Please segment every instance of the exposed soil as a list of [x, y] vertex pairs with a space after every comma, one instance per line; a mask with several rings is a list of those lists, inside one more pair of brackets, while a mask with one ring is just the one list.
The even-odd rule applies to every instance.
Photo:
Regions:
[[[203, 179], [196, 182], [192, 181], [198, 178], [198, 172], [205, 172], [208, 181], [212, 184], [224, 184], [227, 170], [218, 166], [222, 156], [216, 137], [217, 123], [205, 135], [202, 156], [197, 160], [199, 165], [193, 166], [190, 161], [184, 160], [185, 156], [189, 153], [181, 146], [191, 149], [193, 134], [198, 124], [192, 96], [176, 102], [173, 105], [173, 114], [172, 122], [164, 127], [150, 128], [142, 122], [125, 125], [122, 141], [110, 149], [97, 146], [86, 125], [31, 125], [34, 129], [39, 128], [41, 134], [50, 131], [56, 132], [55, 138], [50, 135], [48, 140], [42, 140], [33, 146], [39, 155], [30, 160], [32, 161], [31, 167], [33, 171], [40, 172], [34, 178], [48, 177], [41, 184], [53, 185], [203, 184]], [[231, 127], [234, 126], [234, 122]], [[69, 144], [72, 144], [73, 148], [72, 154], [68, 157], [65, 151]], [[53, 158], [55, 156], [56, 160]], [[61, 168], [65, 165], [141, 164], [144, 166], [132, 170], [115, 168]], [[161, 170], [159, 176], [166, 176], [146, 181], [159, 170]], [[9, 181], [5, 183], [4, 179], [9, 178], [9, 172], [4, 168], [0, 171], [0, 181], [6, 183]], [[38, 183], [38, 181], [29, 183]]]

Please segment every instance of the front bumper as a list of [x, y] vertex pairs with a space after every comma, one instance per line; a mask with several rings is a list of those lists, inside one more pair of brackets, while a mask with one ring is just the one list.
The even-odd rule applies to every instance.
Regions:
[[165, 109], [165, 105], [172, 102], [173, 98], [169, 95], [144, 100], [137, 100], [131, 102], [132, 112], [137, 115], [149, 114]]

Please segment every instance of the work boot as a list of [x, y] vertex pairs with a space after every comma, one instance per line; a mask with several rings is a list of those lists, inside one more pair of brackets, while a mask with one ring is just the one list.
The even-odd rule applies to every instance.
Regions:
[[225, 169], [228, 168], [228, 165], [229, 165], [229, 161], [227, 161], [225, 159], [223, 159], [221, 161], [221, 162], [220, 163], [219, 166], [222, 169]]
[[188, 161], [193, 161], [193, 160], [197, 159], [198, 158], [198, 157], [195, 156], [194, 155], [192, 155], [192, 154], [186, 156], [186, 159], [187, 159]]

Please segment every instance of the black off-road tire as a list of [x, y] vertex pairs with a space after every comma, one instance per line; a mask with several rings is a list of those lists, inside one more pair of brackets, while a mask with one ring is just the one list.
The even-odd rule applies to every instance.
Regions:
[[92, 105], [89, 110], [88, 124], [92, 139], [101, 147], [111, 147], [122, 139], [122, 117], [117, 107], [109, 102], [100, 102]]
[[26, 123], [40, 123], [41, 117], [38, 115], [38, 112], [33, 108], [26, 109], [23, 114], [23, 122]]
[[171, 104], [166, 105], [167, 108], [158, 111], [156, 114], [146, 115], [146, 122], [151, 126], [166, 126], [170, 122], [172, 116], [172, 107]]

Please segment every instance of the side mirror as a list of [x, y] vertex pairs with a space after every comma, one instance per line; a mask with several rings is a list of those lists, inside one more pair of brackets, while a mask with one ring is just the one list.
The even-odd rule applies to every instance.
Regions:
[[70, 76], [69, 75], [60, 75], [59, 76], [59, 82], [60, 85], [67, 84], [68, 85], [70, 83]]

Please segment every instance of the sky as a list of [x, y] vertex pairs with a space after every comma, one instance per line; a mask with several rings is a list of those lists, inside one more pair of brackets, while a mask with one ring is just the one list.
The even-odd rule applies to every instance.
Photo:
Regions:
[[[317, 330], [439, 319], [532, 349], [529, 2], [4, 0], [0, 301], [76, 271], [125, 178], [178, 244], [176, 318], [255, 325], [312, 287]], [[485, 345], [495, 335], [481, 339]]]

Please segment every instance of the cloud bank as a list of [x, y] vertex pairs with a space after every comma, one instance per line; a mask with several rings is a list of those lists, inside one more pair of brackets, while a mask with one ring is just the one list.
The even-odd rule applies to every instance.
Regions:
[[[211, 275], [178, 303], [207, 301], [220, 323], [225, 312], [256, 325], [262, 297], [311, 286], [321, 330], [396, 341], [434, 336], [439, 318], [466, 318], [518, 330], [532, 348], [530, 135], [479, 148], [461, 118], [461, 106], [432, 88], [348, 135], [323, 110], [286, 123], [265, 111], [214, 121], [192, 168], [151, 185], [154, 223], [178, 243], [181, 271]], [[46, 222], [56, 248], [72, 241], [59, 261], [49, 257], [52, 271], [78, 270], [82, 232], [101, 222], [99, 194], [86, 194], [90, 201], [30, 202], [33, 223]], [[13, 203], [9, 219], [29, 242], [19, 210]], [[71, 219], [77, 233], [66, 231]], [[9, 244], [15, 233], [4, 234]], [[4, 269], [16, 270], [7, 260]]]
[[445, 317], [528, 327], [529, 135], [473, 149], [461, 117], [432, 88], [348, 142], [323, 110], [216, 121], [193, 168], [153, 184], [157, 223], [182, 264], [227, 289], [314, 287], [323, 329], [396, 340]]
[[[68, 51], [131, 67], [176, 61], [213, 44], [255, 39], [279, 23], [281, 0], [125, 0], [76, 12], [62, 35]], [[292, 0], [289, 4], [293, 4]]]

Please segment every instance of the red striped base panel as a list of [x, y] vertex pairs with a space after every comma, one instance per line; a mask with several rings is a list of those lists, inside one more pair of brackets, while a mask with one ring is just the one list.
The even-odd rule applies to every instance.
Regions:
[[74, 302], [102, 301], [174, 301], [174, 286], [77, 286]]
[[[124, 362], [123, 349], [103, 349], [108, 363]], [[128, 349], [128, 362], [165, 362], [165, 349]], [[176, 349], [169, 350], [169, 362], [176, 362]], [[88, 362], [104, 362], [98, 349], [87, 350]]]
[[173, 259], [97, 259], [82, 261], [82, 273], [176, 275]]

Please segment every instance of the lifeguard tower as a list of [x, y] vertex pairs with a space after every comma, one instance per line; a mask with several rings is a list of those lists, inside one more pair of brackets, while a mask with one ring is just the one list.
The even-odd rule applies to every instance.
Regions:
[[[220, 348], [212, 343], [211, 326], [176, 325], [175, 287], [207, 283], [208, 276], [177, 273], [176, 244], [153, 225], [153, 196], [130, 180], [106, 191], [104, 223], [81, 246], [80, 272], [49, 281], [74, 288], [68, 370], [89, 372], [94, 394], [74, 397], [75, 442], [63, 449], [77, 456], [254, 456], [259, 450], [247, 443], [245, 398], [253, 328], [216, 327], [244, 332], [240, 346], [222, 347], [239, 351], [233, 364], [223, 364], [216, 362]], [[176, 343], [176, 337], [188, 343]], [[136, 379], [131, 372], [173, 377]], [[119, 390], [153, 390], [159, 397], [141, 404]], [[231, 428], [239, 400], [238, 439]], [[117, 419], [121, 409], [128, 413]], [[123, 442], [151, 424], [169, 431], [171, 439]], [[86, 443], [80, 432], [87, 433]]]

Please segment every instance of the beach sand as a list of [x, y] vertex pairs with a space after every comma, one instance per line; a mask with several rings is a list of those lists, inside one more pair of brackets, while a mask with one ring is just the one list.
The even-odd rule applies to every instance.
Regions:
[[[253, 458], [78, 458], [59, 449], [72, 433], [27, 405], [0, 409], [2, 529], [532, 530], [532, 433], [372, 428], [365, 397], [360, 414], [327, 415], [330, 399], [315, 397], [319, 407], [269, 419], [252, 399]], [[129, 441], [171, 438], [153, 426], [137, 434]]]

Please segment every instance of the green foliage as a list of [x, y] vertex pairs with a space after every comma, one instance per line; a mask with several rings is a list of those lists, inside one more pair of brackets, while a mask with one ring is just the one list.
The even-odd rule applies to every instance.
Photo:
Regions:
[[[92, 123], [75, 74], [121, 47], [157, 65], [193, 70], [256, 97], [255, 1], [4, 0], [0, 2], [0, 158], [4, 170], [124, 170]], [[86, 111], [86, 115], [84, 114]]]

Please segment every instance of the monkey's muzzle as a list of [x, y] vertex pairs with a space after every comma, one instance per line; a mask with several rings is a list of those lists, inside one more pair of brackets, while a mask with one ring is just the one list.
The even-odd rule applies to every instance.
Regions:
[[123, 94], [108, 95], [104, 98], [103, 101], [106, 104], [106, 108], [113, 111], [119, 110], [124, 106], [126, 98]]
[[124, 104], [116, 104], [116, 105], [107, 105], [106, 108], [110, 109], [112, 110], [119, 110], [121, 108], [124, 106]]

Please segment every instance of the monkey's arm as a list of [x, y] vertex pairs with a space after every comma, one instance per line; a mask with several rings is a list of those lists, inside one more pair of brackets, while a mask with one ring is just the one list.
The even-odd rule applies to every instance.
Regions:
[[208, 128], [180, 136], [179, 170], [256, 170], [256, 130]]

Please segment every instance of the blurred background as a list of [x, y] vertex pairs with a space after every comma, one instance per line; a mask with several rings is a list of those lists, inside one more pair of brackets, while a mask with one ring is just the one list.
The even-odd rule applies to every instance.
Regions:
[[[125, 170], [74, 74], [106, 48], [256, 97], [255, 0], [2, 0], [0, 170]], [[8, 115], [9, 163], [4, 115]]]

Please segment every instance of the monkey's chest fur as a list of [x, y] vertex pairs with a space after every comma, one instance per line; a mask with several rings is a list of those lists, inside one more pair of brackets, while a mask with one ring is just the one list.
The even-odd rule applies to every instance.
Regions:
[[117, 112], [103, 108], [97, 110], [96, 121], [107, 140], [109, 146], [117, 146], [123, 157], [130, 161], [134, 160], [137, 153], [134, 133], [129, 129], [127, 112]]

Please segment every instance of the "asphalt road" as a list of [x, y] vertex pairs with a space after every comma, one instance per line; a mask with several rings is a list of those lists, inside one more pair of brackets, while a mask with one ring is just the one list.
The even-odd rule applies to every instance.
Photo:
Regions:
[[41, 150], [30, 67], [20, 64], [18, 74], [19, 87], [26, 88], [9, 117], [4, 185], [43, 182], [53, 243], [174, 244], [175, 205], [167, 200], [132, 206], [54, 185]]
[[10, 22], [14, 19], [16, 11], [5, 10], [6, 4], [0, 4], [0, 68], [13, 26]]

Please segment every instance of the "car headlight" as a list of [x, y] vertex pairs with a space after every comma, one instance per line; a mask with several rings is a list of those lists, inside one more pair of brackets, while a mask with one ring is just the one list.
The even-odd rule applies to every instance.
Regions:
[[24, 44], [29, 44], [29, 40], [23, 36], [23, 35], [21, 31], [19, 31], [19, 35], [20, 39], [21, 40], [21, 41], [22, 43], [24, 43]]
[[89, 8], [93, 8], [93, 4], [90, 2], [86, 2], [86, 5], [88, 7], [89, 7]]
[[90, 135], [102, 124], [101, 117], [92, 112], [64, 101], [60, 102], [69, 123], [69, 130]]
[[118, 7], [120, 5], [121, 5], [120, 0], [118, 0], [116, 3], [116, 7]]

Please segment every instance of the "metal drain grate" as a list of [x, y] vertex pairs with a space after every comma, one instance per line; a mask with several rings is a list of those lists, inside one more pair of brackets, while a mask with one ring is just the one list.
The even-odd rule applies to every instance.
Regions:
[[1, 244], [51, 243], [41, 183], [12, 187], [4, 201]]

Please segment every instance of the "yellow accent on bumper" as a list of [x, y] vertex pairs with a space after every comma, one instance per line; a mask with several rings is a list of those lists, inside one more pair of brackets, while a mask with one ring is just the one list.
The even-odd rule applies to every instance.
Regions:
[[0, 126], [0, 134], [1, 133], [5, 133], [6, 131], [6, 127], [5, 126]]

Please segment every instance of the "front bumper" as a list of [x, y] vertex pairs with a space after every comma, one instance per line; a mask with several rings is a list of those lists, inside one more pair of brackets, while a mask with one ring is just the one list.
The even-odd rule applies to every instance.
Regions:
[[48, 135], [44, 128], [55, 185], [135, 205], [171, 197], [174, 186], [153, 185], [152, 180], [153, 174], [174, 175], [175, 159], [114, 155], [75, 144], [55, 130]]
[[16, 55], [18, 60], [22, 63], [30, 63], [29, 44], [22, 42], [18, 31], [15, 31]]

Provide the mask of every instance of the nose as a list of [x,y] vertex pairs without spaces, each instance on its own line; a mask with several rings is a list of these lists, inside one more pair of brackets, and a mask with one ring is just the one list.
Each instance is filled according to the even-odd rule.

Short task
Gather every line of the entries above that contains the word "road", copying each one in full.

Right answer
Please segment every instance of the black off-road tire as a list of [x, y] vertex pairs with a space after every comma, one instance per line; a mask with several rings is a list of those lists, inside one more pair of brackets, while a mask with one ring is just the one list.
Please segment every instance of the "asphalt road" as a list of [x, y] vertex pairs with a space after every comma, one instance per line; a mask with several rings is a list of those lists, inside one more pair of brackets, while a mask with one ring is just the one list.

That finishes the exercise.